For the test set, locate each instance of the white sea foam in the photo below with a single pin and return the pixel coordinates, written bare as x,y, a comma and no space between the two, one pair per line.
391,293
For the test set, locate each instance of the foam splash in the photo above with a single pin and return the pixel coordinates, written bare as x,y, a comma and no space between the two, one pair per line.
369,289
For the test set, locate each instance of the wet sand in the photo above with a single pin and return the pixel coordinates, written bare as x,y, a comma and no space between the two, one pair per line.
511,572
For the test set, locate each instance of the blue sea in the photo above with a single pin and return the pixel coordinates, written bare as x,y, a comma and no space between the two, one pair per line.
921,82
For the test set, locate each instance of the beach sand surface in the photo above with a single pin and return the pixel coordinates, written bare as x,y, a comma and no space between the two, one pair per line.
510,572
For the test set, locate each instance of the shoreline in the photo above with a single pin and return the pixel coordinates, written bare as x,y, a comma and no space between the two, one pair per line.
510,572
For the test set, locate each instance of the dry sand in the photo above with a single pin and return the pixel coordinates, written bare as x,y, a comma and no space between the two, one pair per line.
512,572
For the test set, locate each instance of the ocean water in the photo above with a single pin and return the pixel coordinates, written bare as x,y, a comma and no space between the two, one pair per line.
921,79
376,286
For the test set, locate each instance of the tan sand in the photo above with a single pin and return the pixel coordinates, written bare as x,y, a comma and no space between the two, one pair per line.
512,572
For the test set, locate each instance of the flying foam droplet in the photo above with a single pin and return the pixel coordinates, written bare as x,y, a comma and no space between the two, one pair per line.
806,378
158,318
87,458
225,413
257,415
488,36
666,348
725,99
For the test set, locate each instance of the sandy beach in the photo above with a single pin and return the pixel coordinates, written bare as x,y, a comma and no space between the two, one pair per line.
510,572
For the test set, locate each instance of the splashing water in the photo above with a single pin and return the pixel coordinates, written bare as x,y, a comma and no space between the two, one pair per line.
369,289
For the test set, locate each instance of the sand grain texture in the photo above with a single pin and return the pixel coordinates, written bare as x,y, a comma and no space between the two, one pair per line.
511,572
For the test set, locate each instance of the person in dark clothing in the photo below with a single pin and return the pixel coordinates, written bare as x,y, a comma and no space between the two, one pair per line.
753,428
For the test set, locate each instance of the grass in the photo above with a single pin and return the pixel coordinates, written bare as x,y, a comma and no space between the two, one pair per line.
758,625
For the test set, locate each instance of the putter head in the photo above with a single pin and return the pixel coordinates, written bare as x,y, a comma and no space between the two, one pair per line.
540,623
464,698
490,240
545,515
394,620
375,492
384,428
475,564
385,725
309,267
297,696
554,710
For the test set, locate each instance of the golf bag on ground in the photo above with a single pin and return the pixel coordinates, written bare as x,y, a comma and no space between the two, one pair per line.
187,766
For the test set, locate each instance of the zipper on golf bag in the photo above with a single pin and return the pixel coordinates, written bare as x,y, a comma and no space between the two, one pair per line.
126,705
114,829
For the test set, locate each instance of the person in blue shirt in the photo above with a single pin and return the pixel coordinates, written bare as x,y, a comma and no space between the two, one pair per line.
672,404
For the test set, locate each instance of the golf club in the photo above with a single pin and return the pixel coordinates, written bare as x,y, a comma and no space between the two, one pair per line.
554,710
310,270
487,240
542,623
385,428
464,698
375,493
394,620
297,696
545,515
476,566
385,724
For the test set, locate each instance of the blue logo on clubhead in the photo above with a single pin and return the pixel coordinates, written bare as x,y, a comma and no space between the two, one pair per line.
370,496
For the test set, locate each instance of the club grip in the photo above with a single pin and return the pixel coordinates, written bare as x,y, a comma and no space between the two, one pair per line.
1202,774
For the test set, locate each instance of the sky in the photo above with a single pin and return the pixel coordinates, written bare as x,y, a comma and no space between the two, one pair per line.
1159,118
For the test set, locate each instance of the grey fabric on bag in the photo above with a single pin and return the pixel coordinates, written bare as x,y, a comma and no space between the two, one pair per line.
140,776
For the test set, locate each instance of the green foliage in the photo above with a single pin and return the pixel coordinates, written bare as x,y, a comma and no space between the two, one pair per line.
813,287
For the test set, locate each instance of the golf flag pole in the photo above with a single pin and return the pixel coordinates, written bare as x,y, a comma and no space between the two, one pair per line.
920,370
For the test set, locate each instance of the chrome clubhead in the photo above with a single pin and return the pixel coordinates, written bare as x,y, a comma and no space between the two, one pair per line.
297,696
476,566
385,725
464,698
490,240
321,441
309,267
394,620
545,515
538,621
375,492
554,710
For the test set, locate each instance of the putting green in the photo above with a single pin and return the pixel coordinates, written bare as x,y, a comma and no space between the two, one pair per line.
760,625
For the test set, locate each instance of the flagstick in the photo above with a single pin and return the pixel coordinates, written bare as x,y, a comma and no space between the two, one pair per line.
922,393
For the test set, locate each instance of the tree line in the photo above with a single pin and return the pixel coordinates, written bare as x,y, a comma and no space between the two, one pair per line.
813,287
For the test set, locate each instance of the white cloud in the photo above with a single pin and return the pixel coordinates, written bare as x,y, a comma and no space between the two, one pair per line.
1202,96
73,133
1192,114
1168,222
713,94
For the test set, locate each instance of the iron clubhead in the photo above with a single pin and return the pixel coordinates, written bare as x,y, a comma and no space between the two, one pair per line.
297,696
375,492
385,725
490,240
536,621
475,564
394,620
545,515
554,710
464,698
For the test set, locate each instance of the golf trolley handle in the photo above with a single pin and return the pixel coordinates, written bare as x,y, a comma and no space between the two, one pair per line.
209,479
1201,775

__Given request__:
Your task is to quote all of the data word for word.

__The reply__:
For the test set, locate each instance of the white sea foam in the photo below with a single pin and return the pixel coordinates, written bare as x,y, a comma and no space between the two, one pair per line.
391,293
For the test set, locate each instance of the foam splash in the photo above with a single pin and return the pixel coordinates, written bare as x,y, a comma and no space between the two, one pair per line.
369,289
For the test set, locate each instance of the wet sand in the photo above with a single pin and return the pixel coordinates, written bare as x,y, a comma and no space between the two, one pair per line.
511,572
For the test set, locate each instance of the blue sea in the photo above with a single pin and return the pixel coordinates, written bare as x,y, a comma and no space between the two, one pair per line.
921,82
For the test set, locate each instance of the beach sand surface in the photo above with a single pin and return the pixel coordinates, written bare as x,y, a comma and no space between the two, one pair per line.
510,572
For the test set, locate each instance of the shoreline in the photo above with a single pin and return the pixel coordinates, written bare as x,y, a comma and no space between the two, one pair per line.
510,572
For the test set, locate each instance of the dry sand in the photo above with a single pin and return the pixel coordinates, written bare as x,y, a comma and no space between the two, one pair per line.
512,572
For the test set, locate each instance of the ocean water in the photo above with a single pin and return the pixel coordinates, written bare as x,y, a comma and no space between the two, one pair per line.
921,79
376,286
For the test set, locate each instance of the tan sand in the photo above with a single pin and return the pixel coordinates, written bare as x,y, a comma and no space between the two, one pair per line.
512,572
For the test set, locate each instance of the flying foam droplet in the photo above with a single pin and return the pixel coordinates, written bare as x,y, a comma and no space between the two, one pair per line.
806,378
158,318
87,458
225,413
257,415
488,36
666,348
725,99
For the test set, locate each instance of the sandy beach in the photo above with a single pin and return the pixel coordinates, written bare as x,y, a comma and no space between the two, one pair per line.
510,572
For the test set, locate each instance of the splashing water in the photo above with a single pin and return the pixel coordinates, written bare as x,y, a comma and no space between the two, one pair per line.
369,289
For the test set, locate each instance of the sand grain texture in the photo above with a single pin and return the pixel coordinates, written bare as x,y, a comma and no space between the two, one pair per line.
511,572
For the test set, locate each instance of the person in dark clothing in the photo below with a single pin and return the pixel coordinates, written bare as x,y, a comma and no space between the two, one pair per line.
753,428
For the test set, locate each instance of the grass in the photo above with a single pin and return the pixel coordinates, written bare as x,y, a comma and no space between the two, one pair per line.
758,625
For the test set, locate each instance of the putter head in the photo above with a single pin and return the pixel coordinates, written bare as x,y, a comma and no space between the two, one pair per line.
540,623
464,698
490,240
545,515
394,620
375,492
384,428
475,564
385,725
309,267
297,696
554,710
For the test set, locate each instance of the golf bag on ground in the photo above with a single pin and return the pixel coordinates, written bare as x,y, a comma and no space between the two, one pair per line.
187,766
For the test set, locate each instance of the zipper on golf bag in the photo above with a single pin and return the pixel coordinates, written bare as x,y, a comma and no space between the two, one pair per line.
126,705
114,829
For the test set, locate each instance of the person in blue shirt in the photo above with a single pin and return the pixel coordinates, written bare as x,y, a comma and no space between the two, one pair per line.
672,404
For the test set, locate each instance of the golf club in the photo above with a single pin and return the pixel coordinates, written bare as x,y, a comma and no space between the two, one pair per line.
554,710
310,270
487,240
542,623
385,428
464,698
375,493
394,620
297,696
545,515
476,566
385,724
For the test set, locate each instance of the blue logo on clubhead in the photo above with a single pin and return the pixel coordinates, written bare as x,y, a comma and no space between the two, one pair per line.
370,496
For the test set, locate each instance of the club grip in the photo above with a single pin and return the pixel coordinates, written bare as x,y, a comma and no space between the two, one pair per line.
1202,774
For the test set, locate each instance of the sky in the photo above with a single pin and return the pixel coordinates, written bare as x,y, a comma and no space between the two, one pair per line.
1159,118
For the test set, locate each instance of the grey fabric on bag in the photo above with a single pin and return the pixel coordinates, written bare as x,y, a comma and no space between the two, one pair per line.
140,776
For the test set, locate each instance of the green foliage in the photo above with a single pin and return the pixel coordinates, written bare as x,y, a comma and no space between the two, one pair per line.
813,287
For the test set, locate each instance of the golf flag pole in the photo above with a single pin and return the pixel coordinates, written bare as x,y, a comma and no space between the two, one pair per line.
920,370
For the test set, locate each instance of the chrome clubhead in the photo above with a single pin and return the pixel coordinates, written bare as x,y, a comma and no space between the two, one pair per line.
297,696
476,566
385,725
464,698
490,240
321,441
309,267
394,620
545,515
538,621
375,492
554,710
For the test set, locate each instance of the putting green in the photo above with a single pin and return the pixel coordinates, written bare as x,y, a comma and no space between the two, one pair per line.
760,625
For the test set, locate each instance of the flagstick in the photo above with a single pin and return the pixel coordinates, written bare as x,y, a comma and no space between the two, one pair per line.
922,393
For the test set, locate each instance of the tree line in the photo above with a single pin and return the pixel coordinates, written bare as x,y, a comma and no space between the two, one pair per line.
813,287
For the test set, locate each instance of the white cloud in the photo above with a single pin and return the pixel coordinates, written bare as x,y, a comma and no space between the two, one pair per line.
1202,96
73,133
1192,114
1168,222
713,94
For the test set, locate each instance of the iron clubhead in the photo above with a single pin and return the pixel coordinates, written bare as x,y, a comma and no space between the two, one pair per line.
297,696
375,492
385,725
490,240
536,621
475,564
394,620
545,515
554,710
464,698
For the test set, locate each instance of the golf trolley handle in the photo above with a single pin and return the pixel coordinates, written bare as x,y, a comma and no space between the two, one pair per line.
209,479
1201,775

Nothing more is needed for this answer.